▶ _ERFORDERLICHE AUFGABEN_
1) Welche ICQ-Version ist im Forumsthread über Pidgin-Skins der Grund, warum Tony-S auf Pidgin umsteigen will?
2) Führe bitte den Forumsthread über Pidgin-Skins im Anschluss an seinen letzten Satz fort.

=== VORLIEGENDER TEXT ===

# Pidgin Skins für Windows?



## Tony-S (4. April 2009)

*Pidgin Skins für Windows?*

Hallo Community, da mir ICQ 6.5 jetzt endgültig auf den Geist ging, dachte ich ich steig mal auf Pidgin um, was mir auch schonmal sehr gut gefällt... ABER es ist unglaublich hässlich find ich ^^, wollte mich deshalb mal nach Skins für windows Pidgin umgucken, doch ich find leider nix ,

braucht man da ein extra Programm für? und wo finde ich dann entsprechende Skins, wäre nett wenn ihr mir weiterhelfen könntet


----------



## vdbiesen (8. April 2009)

*AW: Pidgin Skins für Windows?*

Hi,  also die Skins für Pidgin bekommst du hier:  GNOME: The Free Software Desktop Project  Wenn du ein Theme runtergeladen hast brauchst du nur lokal auf deinem Rechner die entsprechende Datei zu überschreiben bzw. einfach umbenennen.

=== AUSZUG AUS QUELLE ===

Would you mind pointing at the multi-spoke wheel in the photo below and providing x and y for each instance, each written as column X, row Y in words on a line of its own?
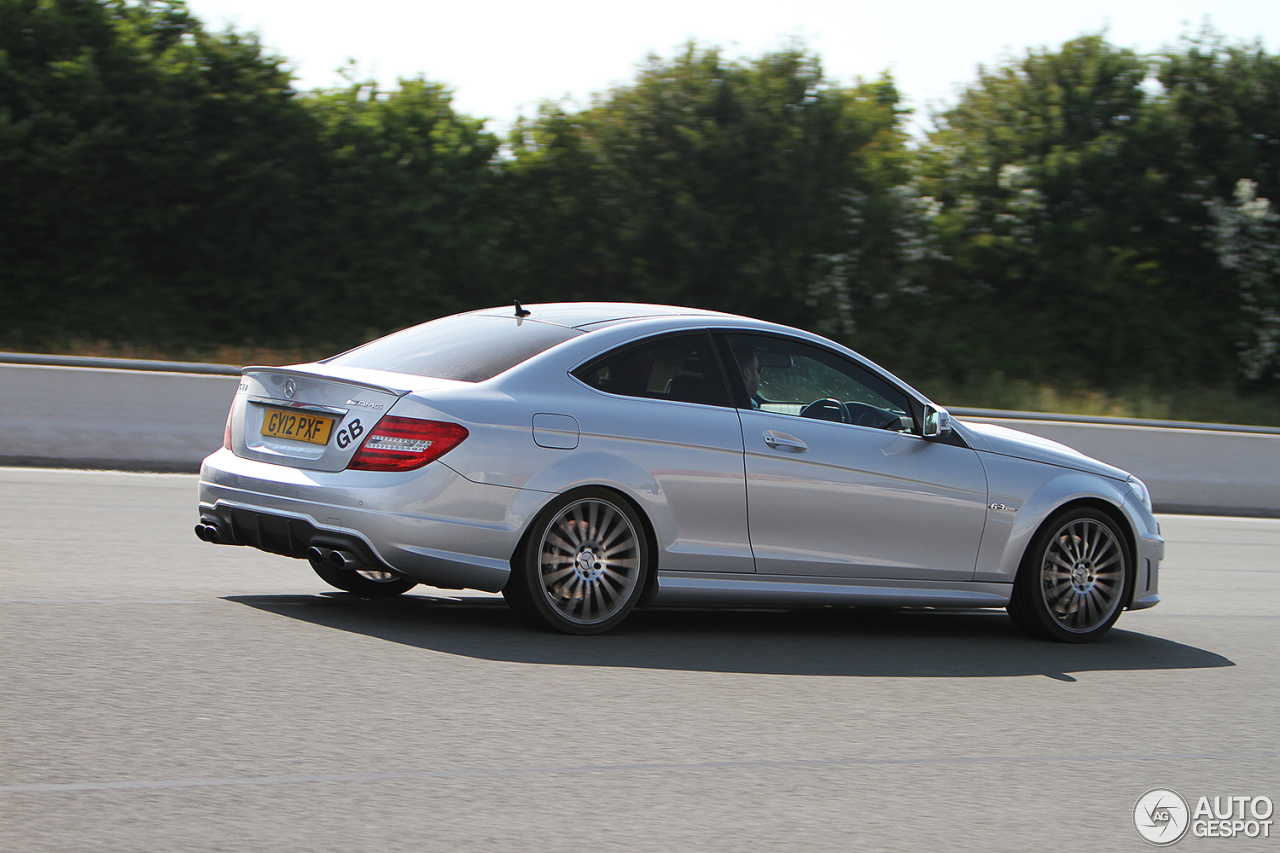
column 1073, row 580
column 584, row 566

===

▶ _ANTWORTEN NACHEINANDER_
1) ICQ 6.5.

2)
Also die Theme-Datei liegt bei mir unter Vista Business x86 unter folgendem Pfad: C:\Program Files\Common Files\GTK\2.0\etc\gtk-2.0\  Jetzt einfach Pidgin neustarten und der neue Theme sollte aktiv sein. Falls jemand einen einfacheren Weg kennt bitte schreiben, da ich nichts gefunden habe wie man Skins direkt im Programm ändern kann...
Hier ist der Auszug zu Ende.